### Texte
Publié le 17 novembre 2017
L’hyper-connexion est-elle une fatalité ?
L’équilibre entre flexibilité et connexion pour prévenir les RPS et améliorer la performance
Pour commencer, Le digital a rendu le travail plus flexible à travers le développement de nouvelles organisations et de nouveaux modes de collaboration. Le travail peut ainsi s’effectuer en dehors des murs et des horaires de l’entreprise. Grâce à un ordinateur portable, un téléphone et une connexion Internet… Il est libéré des contraintes spatio-temporelles.
Oui mais, ce faisant, les frontières entre vie personnelle et vie professionnelle, ont été abolies. Ce qui favorise l’émergence de risques psycho-sociaux (RPS). Ces risques qui sont justement à la croisée de l’humain et du travail. L’individu est interrompu dans ses tâches par des sujets professionnels et personnels. Mais surtout, il est en permanence relié à son travail. Et ne peut ou ne s’autorise pas à déconnecter en dehors de ses horaires. C’est ce que l’on appelle l’hyper-connexion, mot encore absent de certains dictionnaires de la langue française. On peut néanmoins la définir par le fait d’être en permanence connecté à des outils numériques qui appellent à interagir simultanément. En permanence et de manière instantanée sur divers sujets professionnels et personnels.
Quels sont plus précisément les facteurs de risques induits par les comportements d’hyper-connexion ? Quels sont les risques psycho-sociaux qui en découlent ? Quels équilibres doit-on rechercher ? Nous apporterons des éléments de réponse en nous appuyant sur les exposés de Piérelle Boursaly, Responsable de Formation et Psychologue du Travail chez Psya. Et de Paul-Xavier Billette, Senior HR Business Partner chez Microsoft. Lors du colloque Psya : « Santé & QVT 3.0 : Enjeux et défis de la prévention d’aujourd’hui et de demain » qui s’est tenu le 14 novembre dernier.
TIC et TOC !
En une vingtaine d’années, les « devices », tels que les mobiles, ordinateurs portables, objets connectés, tablettes… sont devenus un prolongement de nous-mêmes. Ces Technologies de l’Information et de la Communication (TIC) nous servent à gérer nos activités et relations et agrègent nos données professionnelles et personnelles.

### Objectif A
Relevez chaque ligne des entrées qui contient le mot « wall », en tenant compte des majuscules et des minuscules.

### Entrées fournies
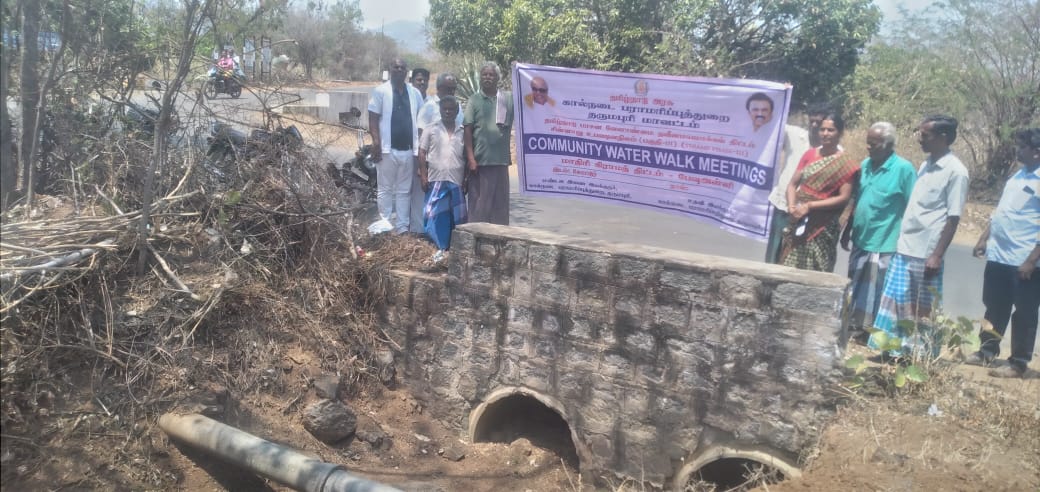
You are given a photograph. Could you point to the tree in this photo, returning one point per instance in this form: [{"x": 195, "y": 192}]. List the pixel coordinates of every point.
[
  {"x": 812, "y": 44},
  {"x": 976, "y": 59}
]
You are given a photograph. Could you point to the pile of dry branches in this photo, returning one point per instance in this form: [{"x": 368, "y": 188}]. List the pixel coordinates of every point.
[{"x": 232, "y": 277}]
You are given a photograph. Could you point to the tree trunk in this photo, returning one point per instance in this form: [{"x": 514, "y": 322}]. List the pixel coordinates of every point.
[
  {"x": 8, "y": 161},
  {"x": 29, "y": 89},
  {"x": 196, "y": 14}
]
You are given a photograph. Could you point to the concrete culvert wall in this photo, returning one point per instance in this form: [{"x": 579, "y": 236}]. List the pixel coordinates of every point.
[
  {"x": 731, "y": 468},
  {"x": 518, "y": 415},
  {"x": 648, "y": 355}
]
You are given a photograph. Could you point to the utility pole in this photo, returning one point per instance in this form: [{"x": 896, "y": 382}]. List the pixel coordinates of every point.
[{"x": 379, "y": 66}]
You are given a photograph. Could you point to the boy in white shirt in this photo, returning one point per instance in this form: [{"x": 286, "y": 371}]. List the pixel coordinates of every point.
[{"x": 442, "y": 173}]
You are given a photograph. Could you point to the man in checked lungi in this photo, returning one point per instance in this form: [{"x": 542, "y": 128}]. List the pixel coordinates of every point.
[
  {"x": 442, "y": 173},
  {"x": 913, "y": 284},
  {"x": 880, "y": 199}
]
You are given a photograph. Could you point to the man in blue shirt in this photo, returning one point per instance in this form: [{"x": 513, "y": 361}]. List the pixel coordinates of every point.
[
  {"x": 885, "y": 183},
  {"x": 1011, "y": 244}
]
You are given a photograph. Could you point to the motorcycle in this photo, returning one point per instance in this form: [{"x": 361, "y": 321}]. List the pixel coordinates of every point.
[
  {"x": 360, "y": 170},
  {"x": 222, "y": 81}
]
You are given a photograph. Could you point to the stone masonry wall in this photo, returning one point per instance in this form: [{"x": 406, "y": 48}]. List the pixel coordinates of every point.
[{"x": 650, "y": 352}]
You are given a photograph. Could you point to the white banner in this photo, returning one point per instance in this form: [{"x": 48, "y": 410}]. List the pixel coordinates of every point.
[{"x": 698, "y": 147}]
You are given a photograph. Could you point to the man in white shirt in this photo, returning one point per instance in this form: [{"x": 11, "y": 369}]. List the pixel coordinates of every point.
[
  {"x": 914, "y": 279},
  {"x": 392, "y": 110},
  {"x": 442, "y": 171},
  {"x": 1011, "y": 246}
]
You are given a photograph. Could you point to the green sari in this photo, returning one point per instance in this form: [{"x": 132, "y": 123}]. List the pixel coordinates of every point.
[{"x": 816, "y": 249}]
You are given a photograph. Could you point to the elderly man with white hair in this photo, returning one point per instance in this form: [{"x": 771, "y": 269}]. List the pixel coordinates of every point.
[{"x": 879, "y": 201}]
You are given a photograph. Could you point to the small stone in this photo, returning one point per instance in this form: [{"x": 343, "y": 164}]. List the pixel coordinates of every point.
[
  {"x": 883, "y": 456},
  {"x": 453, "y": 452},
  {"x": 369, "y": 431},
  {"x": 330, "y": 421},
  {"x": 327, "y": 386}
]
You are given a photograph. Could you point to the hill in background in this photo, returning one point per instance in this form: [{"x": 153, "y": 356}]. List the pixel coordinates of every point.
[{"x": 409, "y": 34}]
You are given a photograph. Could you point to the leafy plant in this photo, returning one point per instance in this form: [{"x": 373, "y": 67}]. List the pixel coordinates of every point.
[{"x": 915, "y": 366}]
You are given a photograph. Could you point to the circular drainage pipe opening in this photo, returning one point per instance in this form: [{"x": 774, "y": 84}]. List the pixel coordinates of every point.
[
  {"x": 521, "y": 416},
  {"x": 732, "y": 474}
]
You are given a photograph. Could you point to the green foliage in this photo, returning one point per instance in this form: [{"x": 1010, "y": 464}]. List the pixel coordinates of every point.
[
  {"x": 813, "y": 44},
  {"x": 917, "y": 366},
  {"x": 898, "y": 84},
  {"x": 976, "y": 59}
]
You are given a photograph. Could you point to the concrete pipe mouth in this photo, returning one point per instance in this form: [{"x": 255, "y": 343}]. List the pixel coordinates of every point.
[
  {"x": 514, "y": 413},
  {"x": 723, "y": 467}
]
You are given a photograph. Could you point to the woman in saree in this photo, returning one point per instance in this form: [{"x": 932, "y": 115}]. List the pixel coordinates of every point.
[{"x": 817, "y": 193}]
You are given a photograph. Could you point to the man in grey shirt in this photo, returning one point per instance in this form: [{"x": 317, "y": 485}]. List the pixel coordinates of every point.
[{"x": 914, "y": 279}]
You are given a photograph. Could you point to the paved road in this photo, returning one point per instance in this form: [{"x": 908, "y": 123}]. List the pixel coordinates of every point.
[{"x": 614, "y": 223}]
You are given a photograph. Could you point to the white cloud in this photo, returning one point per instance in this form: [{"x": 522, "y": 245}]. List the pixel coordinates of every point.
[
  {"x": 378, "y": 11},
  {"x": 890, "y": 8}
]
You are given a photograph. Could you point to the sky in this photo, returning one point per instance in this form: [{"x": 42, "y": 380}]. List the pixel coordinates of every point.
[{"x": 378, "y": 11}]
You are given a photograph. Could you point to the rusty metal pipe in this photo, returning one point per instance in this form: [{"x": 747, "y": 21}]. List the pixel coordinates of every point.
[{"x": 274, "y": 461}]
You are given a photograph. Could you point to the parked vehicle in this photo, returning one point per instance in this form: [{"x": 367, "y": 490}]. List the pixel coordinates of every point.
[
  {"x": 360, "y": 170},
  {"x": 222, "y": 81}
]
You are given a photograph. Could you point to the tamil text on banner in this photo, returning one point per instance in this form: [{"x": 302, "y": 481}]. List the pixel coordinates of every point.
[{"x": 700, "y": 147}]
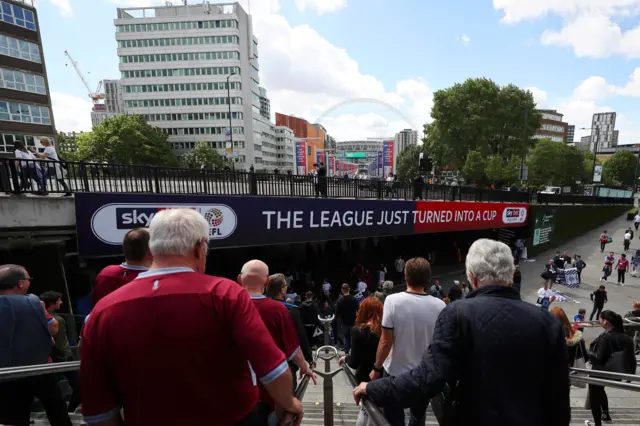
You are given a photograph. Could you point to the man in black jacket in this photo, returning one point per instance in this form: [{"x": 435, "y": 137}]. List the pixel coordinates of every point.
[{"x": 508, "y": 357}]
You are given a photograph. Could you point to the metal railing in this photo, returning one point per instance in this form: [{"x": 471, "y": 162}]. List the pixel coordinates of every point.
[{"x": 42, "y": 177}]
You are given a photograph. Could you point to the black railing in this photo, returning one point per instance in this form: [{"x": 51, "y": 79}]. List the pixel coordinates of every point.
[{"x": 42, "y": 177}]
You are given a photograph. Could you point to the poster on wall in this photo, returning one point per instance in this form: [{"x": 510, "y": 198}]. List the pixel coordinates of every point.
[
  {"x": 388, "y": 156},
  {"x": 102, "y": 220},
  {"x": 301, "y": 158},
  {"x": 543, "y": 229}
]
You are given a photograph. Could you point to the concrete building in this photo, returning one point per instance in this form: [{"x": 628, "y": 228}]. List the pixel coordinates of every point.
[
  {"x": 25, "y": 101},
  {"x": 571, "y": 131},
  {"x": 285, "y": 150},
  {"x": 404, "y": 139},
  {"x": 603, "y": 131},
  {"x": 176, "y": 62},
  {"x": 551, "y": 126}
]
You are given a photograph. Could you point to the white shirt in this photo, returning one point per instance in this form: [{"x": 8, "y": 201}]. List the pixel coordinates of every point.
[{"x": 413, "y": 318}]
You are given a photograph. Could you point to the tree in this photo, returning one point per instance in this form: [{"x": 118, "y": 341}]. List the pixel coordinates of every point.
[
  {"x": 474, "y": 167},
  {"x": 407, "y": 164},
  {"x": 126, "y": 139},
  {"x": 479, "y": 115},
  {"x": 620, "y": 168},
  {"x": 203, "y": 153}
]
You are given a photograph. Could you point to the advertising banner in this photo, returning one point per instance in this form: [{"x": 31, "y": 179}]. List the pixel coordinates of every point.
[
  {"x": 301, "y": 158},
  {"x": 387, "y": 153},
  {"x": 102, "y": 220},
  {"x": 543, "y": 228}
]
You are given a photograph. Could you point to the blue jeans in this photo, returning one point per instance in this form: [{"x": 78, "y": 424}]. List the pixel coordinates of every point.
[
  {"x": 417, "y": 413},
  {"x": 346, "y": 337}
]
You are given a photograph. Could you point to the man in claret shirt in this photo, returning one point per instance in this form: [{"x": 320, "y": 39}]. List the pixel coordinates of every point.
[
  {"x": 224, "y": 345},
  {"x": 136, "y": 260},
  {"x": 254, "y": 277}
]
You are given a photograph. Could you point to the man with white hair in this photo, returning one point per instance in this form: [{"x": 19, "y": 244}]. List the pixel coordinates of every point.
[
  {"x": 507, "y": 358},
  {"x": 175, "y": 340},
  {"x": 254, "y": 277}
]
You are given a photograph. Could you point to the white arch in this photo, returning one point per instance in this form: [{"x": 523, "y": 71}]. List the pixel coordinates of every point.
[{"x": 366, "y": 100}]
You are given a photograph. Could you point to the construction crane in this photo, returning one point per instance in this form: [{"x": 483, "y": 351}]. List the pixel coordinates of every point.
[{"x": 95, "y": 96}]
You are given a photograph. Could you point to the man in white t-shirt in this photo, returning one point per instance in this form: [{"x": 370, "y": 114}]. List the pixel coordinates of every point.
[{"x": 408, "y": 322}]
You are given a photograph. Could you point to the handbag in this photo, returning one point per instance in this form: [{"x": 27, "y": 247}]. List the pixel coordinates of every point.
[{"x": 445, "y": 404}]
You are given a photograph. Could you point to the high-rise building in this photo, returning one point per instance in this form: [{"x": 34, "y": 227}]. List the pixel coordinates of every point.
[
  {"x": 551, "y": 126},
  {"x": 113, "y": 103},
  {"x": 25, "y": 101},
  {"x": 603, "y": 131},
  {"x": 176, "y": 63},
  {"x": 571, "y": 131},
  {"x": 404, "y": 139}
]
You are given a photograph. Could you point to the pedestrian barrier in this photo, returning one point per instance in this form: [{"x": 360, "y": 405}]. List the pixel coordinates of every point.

### Objectif B
Dans l'article sur l'hyper-connexion, reprenez tout le passage qui va de « En une vingtaine » jusqu'à « professionnelles et personnelles. » en changeant « vingtaine » en « trentaine ».

### Réponse A
You are given a photograph. Could you point to the concrete culvert wall in this photo, returning one point per instance in this form: [{"x": 579, "y": 236}]. List the pixel coordinates of every point.
You are given a photograph. Could you point to the stone masonry wall in this photo, returning one point per instance in this form: [{"x": 406, "y": 48}]. List the pixel coordinates of every point.
You are given a photograph. Could you point to the poster on wall in this photo, returning one point per instance in this form: [{"x": 510, "y": 198}]. List the pixel coordinates of every point.

### Réponse B
En une trentaine d’années, les « devices », tels que les mobiles, ordinateurs portables, objets connectés, tablettes… sont devenus un prolongement de nous-mêmes. Ces Technologies de l’Information et de la Communication (TIC) nous servent à gérer nos activités et relations et agrègent nos données professionnelles et personnelles.